Fair enough.  I can't think of a better way, either.

On Aug 27, 2012, at 11:30 AM, Brice Goglin wrote:

> Yes it's an internal output state (which XML document/file are we
> writing to, which XML node are we currently setting up, ...). Hiding
> inside the topology would cause problems if multiple threads export at
> the same time :)
> 
> I thought about renaming it from "reserved" to "private_context" or so,
> but we're already talking about exporting "application-private" data, so
> talking about another "private" wasn't a lot more clear :)
> 
> Brice
> 
> 
> 
> Le 27/08/2012 17:26, Jeff Squyres a écrit :
>> Looks good.
>> 
>> My only comment is that it seems a little odd to pass the "reserved" context 
>> through.  Is that some internal XML state?  Can that be hidden somewhere 
>> else, on the topo or the obj?
>> 
>> But that's a minor quibble.
>> 
>> 
>> On Aug 26, 2012, at 5:52 AM, Brice Goglin wrote:
>> 
>>> (breaking the thread since we're far from valarrays now).
>>> 
>>> I've played with this idea and came with the attached interface change.
>>> Aside from low-level backend changes, everything was very easy to implement.
>>> 
>>> Let's take an example. I modified lstopo to add some userdata to the
>>> root object and define the following export callback:
>>> 
>>> static void export(void *reserved, hwloc_topology_t topo, hwloc_obj_t obj)
>>> {
>>> /* we export random stuff instead of the actual userdata content */
>>> hwloc_export_obj_userdata(reserved, topo, obj, NULL, "coincoin", 8); /* no 
>>> name */
>>> hwloc_export_obj_userdata(reserved, topo, obj, "MyName", "foobar", 6);
>>> hwloc_export_obj_userdata(reserved, topo, obj, "MyValue", "foobarbarbar", 
>>> 10); /* truncated to 10 chars */
>>> }
>>> 
>>> 
>>> This callback is only called for the root object since others have
>>> userdata=NULL. It exports three lines to XML:
>>> 
>>>   <userdata length="8">coincoin</userdata>
>>>   <userdata name="MyName" length="6">foobar</userdata>
>>>   <userdata name="MyValue" length="10">foobarbarb</userdata>
>>> 
>>> 
>>> The idea behind multiple userdata lines per object is that it helps the
>>> application structure its userdata without having to create a single
>>> contigous buffer.

## [TASKS TO PERFORM]
(1) Write out the email thread about exporting userdata to XML word for word, from "On Aug 27, 2012, at" to "more clear :)".
(2) Continue the email thread about exporting userdata to XML, starting right after its last sentence.
The lines after this email thread have nothing to do with it.

## [DATA EXCERPT]
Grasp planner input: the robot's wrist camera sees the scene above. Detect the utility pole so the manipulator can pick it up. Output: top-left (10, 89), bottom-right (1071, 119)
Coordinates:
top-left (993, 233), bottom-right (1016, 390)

## [FINAL RESULTS]
(1)
On Aug 27, 2012, at 11:30 AM, Brice Goglin wrote:

> Yes it's an internal output state (which XML document/file are we
> writing to, which XML node are we currently setting up, ...). Hiding
> inside the topology would cause problems if multiple threads export at
> the same time :)
> 
> I thought about renaming it from "reserved" to "private_context" or so,
> but we're already talking about exporting "application-private" data, so
> talking about another "private" wasn't a lot more clear :)

(2)
>>> 
>>> When you import this with an import() callback, you get three
>>> invocations of the callback:
>>> 
>>> ##### name (null) value coincoin length 8
>>> ##### name MyName value foobar length 6
>>> ##### name MyValue value foobarbarb length 10
>>> 
>>> 
>>> The optional "name" attribute lets the application recognize things (but
>>> they always looked in-order in my testing).
>>> 
>>> My user that wants valarrays would likely export:
>>> * the number of elements in his arrays as a first line
>>> * the content of his latency array as a second line
>>> * the content of his bandwidth array as a third line
>>> 
>>> We set import() and export() callbacks with two different function
>>> because it makes the doc much more clear and the requirements are
>>> different (import() must be set before load(), export() must use
>>> export_userdata()).
>>> 
>>> I am satisfied with all this, I don't have any concern with the
>>> genericity of the interface anymore.
>>> 
>>> 
>>> Now, I still think we should offer some optional basic encoding
>>> capability since many users have no clue about XDR or base64. For
>>> instance, add export_userdata_encoded() on the side of
>>> export_userdata(). On the import side, we could let the application
>>> decode with a dedicated hwloc function. But I think I would rather mark
>>> the XML line as "encoded" so that hwloc transparently decodes before
>>> passing the data to the import() callback.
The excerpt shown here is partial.